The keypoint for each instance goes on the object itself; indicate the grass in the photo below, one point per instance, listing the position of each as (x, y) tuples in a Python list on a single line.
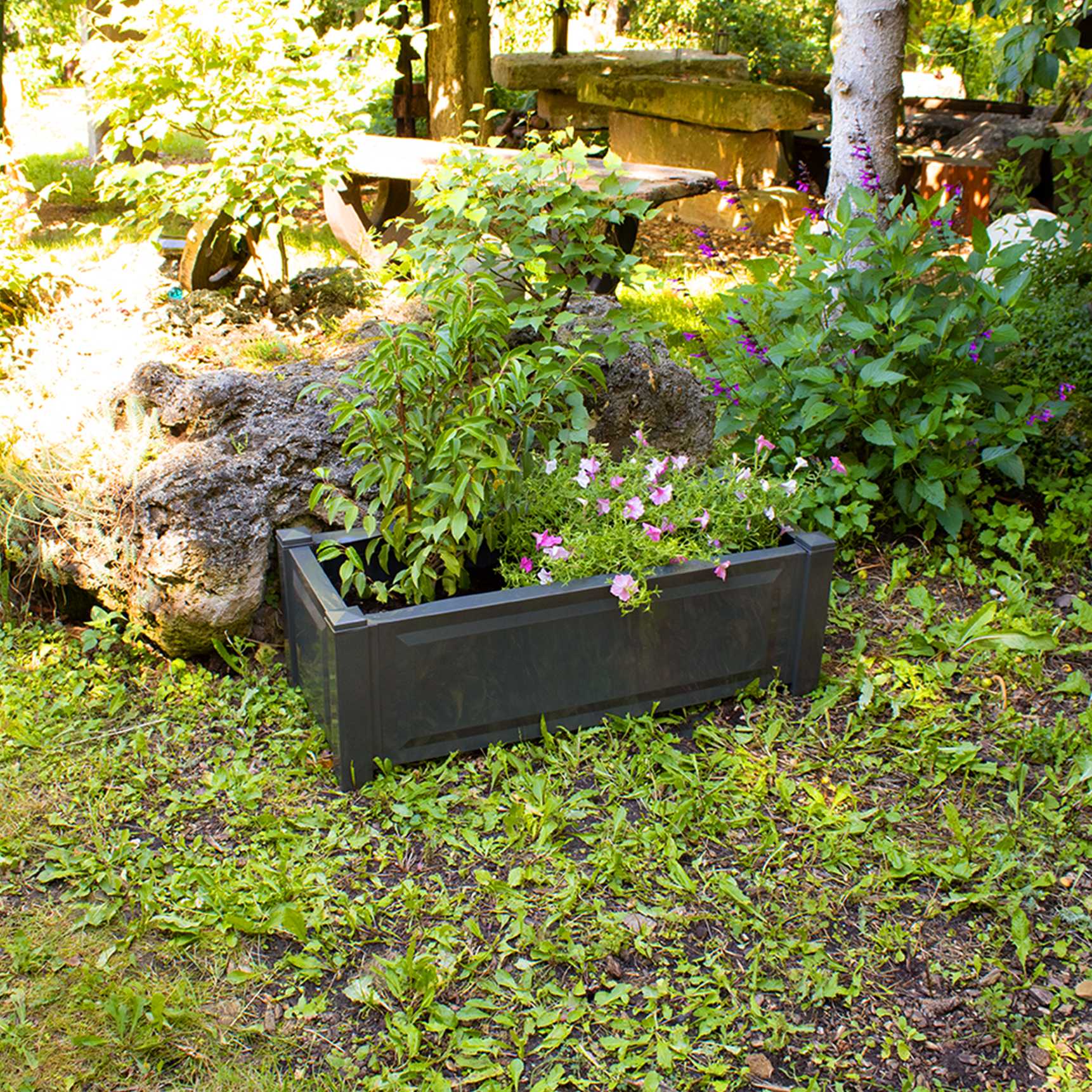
[(885, 886)]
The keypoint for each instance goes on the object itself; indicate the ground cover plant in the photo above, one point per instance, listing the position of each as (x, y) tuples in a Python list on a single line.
[(585, 514), (881, 886)]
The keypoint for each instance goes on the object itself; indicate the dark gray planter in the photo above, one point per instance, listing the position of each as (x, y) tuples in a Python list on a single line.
[(422, 682)]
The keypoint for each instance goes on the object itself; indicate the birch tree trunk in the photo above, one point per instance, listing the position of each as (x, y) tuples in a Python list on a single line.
[(458, 65), (866, 96)]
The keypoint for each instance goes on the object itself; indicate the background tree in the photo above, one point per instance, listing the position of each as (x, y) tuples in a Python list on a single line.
[(459, 75), (866, 96)]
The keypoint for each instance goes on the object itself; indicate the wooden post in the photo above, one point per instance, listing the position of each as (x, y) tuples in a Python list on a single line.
[(458, 65)]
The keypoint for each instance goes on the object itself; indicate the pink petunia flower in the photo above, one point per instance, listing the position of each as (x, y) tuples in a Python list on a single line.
[(623, 587), (656, 467)]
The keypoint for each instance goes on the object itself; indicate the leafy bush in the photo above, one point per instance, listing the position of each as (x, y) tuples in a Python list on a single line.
[(443, 414), (24, 289), (1055, 323), (538, 225), (441, 419), (585, 516), (276, 104), (878, 353)]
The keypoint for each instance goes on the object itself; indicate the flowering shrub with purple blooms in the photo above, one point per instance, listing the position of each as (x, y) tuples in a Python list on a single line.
[(588, 516), (877, 354)]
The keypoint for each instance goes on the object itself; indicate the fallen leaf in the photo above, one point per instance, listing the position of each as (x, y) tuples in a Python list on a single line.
[(639, 923), (1039, 1057), (760, 1066)]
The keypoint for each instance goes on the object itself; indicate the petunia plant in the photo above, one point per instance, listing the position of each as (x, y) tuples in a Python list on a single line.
[(589, 516)]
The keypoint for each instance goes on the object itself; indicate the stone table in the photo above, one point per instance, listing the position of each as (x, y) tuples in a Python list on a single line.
[(557, 79), (732, 128)]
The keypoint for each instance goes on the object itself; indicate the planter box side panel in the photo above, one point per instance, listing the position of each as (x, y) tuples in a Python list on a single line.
[(494, 672), (311, 644)]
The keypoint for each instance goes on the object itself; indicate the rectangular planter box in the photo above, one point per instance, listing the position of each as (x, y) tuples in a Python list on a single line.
[(420, 682)]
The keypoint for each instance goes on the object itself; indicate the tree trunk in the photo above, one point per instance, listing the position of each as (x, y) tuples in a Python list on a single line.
[(866, 96), (458, 63)]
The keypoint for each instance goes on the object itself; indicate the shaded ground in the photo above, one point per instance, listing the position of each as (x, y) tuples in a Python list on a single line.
[(885, 886)]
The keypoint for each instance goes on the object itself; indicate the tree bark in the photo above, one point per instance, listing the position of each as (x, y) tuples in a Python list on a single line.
[(866, 96), (458, 63)]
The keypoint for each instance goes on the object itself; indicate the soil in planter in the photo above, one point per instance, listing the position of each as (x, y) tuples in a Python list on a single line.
[(484, 578)]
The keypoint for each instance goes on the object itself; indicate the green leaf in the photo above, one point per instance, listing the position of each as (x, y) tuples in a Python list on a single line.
[(932, 491), (951, 518), (877, 373), (1011, 467), (880, 432)]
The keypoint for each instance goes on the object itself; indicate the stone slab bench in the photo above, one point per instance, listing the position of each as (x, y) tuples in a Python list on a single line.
[(212, 258), (730, 128), (557, 79)]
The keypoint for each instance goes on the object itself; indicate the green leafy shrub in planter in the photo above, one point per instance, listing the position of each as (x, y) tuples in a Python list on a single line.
[(878, 353), (585, 514), (538, 225), (443, 416), (440, 417)]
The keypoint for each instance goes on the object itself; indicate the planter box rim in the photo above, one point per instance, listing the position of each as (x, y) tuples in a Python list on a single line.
[(353, 616)]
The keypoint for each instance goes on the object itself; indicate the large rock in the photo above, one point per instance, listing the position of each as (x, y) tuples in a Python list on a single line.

→ **Assigned task**: An exact copy of every line above, minus the pictures, is the required output.

→ **Result for this task**:
The keypoint for each instance goes on the object itself; indicate the grass in the photo below, one point per instance, listing the position of each as (x, y) tuples in a Python list on a single line.
[(885, 886)]
The keypoint for each instance goes on the object itself; indicate the ground cover plant in the photo above, one point per instance, listing the position of each as (x, y) tuples in a Python list on a single line.
[(585, 514), (881, 886)]
The keypoint for each instance goes on the object itself; indicate the dark gray planter in the photo above, one point per instance, listing the position of each as (x, y) tuples in a Python list on a single line.
[(422, 682)]
The keypoint for each instance goes on the object itself; indicate the birch tree trunk in the photo above, one point per instance, listing the position of each as (x, y) tuples in a Python list on a single line.
[(458, 65), (866, 96)]
The keypoint for each instance goes on the object itself; indicate the background tree in the photo above, one point per instance, listing the position of each as (x, y) tuples in a Python list on a single line.
[(459, 75), (866, 96)]
The keypoint for each instance goes on the object itself; indicate the wooden post in the photo above, one point per instance, listing the position of each as (x, y) tuples in a Python list on a single line.
[(458, 65)]
The keypoint for each instance goes on the object itself; indicate the pink petunia flower in the photo above, one point per instance, listing the position of each as (x, y) tuples in a Python list on a single line.
[(623, 587), (656, 467)]
The keypoint for each instance goes on the object itself; indicate the leafy bush in the photo above, one point per instance, listing the position of each as (x, y) tuples in a Python list on a single line.
[(443, 414), (24, 289), (1055, 323), (538, 225), (441, 419), (585, 516), (276, 104), (878, 353)]
The keypoint for each instance goes on the object itself; indicate the flowering shrub with purple blooms in the photo above, one point per instance, listing the position of each as (x, y) tuples in a Python list on a single line.
[(588, 516), (877, 354)]
The keypoint for each instance goes on the object itself; indicate the fallen leaf in the photo above, one point per instance, listing the position of each as (x, y) tuples in a Python list on a single line.
[(639, 923), (1039, 1057), (760, 1066)]
The keypoint for each instance goes on the object itself; indicate the petunia plant in the photo above, one point per instance, listing the position of each as (x, y) tuples in a Python list on a single line.
[(589, 516)]
The keypoint for each instance goes on the object itself; indicate the stone table in the photo above, one point per instance, listing the position of each as (x, y) tuples in a Python list on a single line.
[(557, 79), (732, 128)]
The keypoint for each instance goes on the object itself; indicate the planter box side panel in the photo above, one point per instance, listing the position of each as (x, y) tuples in a Python list on a single line.
[(494, 672), (311, 644)]
The keypoint for each instance goes on the object itself; indicate the rectangular planter box in the photo above, one point per instance, listing the position of each as (x, y) tuples in a Python list on a single line.
[(420, 682)]
The keypoint for each instance goes on the object itself; indicate the tree trunk in the photo above, one point per instance, listing the position of each as (x, y) tuples in a Python list on a single line.
[(866, 96), (458, 63)]
The keypoint for each instance goes on the object itself; indicate the shaded ground in the photo above, one point per instance, listing the position of each as (x, y) tuples in a Python list on a single line.
[(885, 886)]
The keypoint for each instance goes on the object itself; indicate the tree bark in the photo above, one point per instance, listing the position of each as (x, y) tuples in a Python list on a single line.
[(866, 96), (458, 63)]
The keypoint for each instance goes on the object itself; indicate the soil in planter in the photo above, one point per instance, listing the position of each as (x, y) tuples in a Python list on a single line.
[(484, 578)]
The keypoint for each instance goes on the object itself; indicate the green leaf in the photo above, one point per instance, listing the position of each as (x, y) tuples in a Python list on a single line.
[(932, 491), (951, 518), (877, 373), (1011, 467), (880, 432)]
The keypoint for each instance goes on the object itself; indicate the stone slab bench in the photo above, one point per instance, listing the position of each as (x, y) tuples in a Python list on a single line.
[(212, 258), (730, 128), (557, 79)]
The keypoint for each instance goes on the object itself; indicate the green leafy shrub in planter in the photo above, one point per instance, listing the position of each as (x, y) tuples in a Python list on a single line.
[(878, 353), (585, 514), (538, 225), (443, 416), (440, 417)]
The keypoint for each instance goes on the object itself; indicate the planter box rim in the photo above, one point per instance, listing the position of each as (x, y) tuples in a Python list on a single line.
[(353, 616)]
The keypoint for each instance goes on the object itself; indicate the large rock in the photo above, one point per instance, listing the position of each as (x, y) tuples in a Python list on a single line.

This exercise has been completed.